▶ EXCERPT TO READ:
>>>
April 12, 2005
Push is on for a CSU professional doctorate
Legislation that would pave the way for the CSU system to begin offering professional
doctorates in selected fields is making its way through the Legislature. And
if it succeeds, Sacramento State will be on the forefront in providing advanced
training for students in programs such as audiology and physical therapy.
The bill would modify a provision of existing law-the Donahoe Higher Education Act-that gives the UC system exclusive jurisdiction to award the doctoral degree. Currently the CSU may only award joint doctorates with other universities. Senate Bill 724 would authorize the CSU to award professional/clinical doctoral degrees in selected professional field.
"A professional doctorate is not a Ph.D.," stresses Ric Brown, Sacramento State's Vice President for Academic Affairs. "We don't want to offer a research degree."
Brown adds, "The UC doesn't offer professional degrees other than in areas such as veterinary medicine, law, dentistry and medicine. These doctorates would be in audiology, physical therapy and education-programs that would be a mission shift for the UC schools if they were to offer them."
The need for the professional doctorate is already being felt in audiology. By 2007, the master's degree will no longer fulfill the required Certificate of Clinical Competence. A clinical doctorate in audiology, an Au.D., will be the entry level degree to practice.
<<<
▶ RECORD EXCERPTS:
>>>
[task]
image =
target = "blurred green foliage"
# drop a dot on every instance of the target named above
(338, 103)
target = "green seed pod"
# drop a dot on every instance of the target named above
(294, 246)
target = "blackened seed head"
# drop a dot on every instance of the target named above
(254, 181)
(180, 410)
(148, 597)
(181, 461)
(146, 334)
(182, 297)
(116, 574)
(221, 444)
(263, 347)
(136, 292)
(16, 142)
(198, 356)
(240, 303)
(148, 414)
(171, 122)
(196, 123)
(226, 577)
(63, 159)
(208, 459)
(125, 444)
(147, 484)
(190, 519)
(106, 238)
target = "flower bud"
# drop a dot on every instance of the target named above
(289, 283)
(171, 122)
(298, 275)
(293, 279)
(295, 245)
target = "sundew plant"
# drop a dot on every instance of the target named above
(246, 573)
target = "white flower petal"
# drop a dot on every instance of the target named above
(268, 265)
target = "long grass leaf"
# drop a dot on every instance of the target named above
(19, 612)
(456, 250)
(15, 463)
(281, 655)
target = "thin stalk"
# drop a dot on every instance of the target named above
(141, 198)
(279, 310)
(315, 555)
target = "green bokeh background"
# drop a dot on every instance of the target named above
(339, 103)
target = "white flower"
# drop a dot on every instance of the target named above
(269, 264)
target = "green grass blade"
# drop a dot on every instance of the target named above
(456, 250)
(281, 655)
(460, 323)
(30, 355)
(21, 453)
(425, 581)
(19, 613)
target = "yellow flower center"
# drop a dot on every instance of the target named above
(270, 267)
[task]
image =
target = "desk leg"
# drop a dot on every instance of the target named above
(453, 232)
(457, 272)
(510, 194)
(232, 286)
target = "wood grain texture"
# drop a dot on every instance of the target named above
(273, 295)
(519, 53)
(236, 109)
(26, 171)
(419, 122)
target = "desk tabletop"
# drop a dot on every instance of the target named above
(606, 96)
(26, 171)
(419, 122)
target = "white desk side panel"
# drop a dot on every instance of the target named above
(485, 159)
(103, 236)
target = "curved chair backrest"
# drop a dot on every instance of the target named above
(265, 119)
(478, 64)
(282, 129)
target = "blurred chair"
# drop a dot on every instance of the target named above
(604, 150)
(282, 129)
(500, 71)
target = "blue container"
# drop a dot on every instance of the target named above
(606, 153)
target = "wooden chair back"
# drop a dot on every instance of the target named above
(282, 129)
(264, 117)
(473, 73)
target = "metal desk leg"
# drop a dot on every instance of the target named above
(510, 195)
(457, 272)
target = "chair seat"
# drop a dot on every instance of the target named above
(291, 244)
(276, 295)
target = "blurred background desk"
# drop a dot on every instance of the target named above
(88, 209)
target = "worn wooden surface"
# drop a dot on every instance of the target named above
<<<
▶ WHAT THE EXERCISE ASKS:
Please copy the article on the CSU professional doctorate between "The bill would" and "selected professional field.", inclusive, replacing "joint doctorates" with "shared doctorates". The data has nothing to do with the article on the CSU professional doctorate.

▶ EXERCISE SOLUTION:
The bill would modify a provision of existing law-the Donahoe Higher Education Act-that gives the UC system exclusive jurisdiction to award the doctoral degree. Currently the CSU may only award shared doctorates with other universities. Senate Bill 724 would authorize the CSU to award professional/clinical doctoral degrees in selected professional field.